<<<<
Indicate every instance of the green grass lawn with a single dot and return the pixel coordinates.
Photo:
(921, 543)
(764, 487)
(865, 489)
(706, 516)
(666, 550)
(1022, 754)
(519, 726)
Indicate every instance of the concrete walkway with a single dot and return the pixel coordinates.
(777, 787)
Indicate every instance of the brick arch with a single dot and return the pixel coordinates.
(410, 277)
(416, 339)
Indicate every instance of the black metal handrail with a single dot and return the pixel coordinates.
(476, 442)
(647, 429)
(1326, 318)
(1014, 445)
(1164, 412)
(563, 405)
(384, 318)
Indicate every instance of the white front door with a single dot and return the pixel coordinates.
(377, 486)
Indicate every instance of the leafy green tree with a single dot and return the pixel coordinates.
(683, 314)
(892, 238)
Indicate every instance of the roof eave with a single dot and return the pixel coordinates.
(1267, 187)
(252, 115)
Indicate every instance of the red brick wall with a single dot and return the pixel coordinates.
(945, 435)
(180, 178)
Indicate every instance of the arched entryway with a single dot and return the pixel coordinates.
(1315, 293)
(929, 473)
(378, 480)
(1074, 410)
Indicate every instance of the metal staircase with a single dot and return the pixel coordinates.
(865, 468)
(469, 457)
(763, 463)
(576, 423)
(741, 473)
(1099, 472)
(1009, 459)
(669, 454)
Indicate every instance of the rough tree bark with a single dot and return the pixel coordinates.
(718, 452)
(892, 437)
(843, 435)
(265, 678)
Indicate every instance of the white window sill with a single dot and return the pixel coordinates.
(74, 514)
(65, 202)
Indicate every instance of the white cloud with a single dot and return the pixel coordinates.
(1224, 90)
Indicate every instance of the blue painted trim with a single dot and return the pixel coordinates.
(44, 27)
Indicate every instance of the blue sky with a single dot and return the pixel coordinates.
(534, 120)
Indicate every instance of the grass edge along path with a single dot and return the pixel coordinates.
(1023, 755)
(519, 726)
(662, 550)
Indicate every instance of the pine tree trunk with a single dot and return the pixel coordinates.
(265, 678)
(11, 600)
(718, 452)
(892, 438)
>>>>
| DO THIS |
Rewrite all of the data above line for line, requests included, and multiply every x and y pixel coordinate in the answers by 2.15, rounding each result to the nearest whole number with halves rounded up.

| RESULT BELOW |
Indicate every instance of the green grass lawn with a single dot and return the pixel coordinates.
Photo:
(1980, 1167)
(1643, 1047)
(1860, 1051)
(1518, 1109)
(1432, 1183)
(2197, 1621)
(1116, 1561)
Indicate every instance of the concrete walkway with a single dot and return the pixel coordinates.
(1671, 1692)
Indicate every instance of the brick arch with a single dot and return the pixel coordinates.
(882, 596)
(894, 729)
Indicate every instance of the black metal handrail with a single dot and return the pixel coordinates.
(1023, 950)
(1391, 922)
(2851, 684)
(2180, 957)
(2503, 886)
(1210, 871)
(826, 684)
Indicate every instance of the white front door with a single dot and return the pixel coordinates.
(811, 1045)
Indicate every instance of the leafy green tree with a single dot and return the pixel coordinates.
(1468, 675)
(1918, 512)
Indicate every instance of the roof eave with a single dot and return the pixel coordinates.
(2724, 402)
(542, 247)
Indicate every instance of the red brick wall with a single dot and return the pixel coordinates.
(2032, 935)
(387, 383)
Indicate every instance of the arched entryway with a single dot and return the pixel coordinates.
(2827, 630)
(1997, 1017)
(813, 1032)
(2309, 882)
Indicate every instance of the metal staircase with a single dot and return the pixel coordinates.
(1860, 1006)
(1008, 983)
(1640, 995)
(1238, 909)
(1593, 1017)
(2363, 1015)
(2169, 987)
(1438, 976)
Indicate every instance of the rough tree bark with a single dot and return the pixel coordinates.
(1544, 972)
(1918, 940)
(1812, 935)
(570, 1458)
Indicate every instance of the white window sill with a single dot and return the pixel coordinates.
(159, 1105)
(140, 434)
Indicate every instance of the white cloud with a single dot and return the pixel coordinates.
(2632, 194)
Indicate every instance of the blue painted trim with a single dot and return the pixel coordinates.
(95, 58)
Indicate every instance of the blue sky with a single dot and return the pixel coordinates.
(1148, 258)
Indicate every instance of the grass edge along path with a single dot and return the pixel coordinates.
(2199, 1623)
(1116, 1561)
(1423, 1183)
Indicate every instance of the pine tree trunk with a single dot and return the pixel coordinates.
(570, 1458)
(24, 1290)
(1544, 972)
(1918, 942)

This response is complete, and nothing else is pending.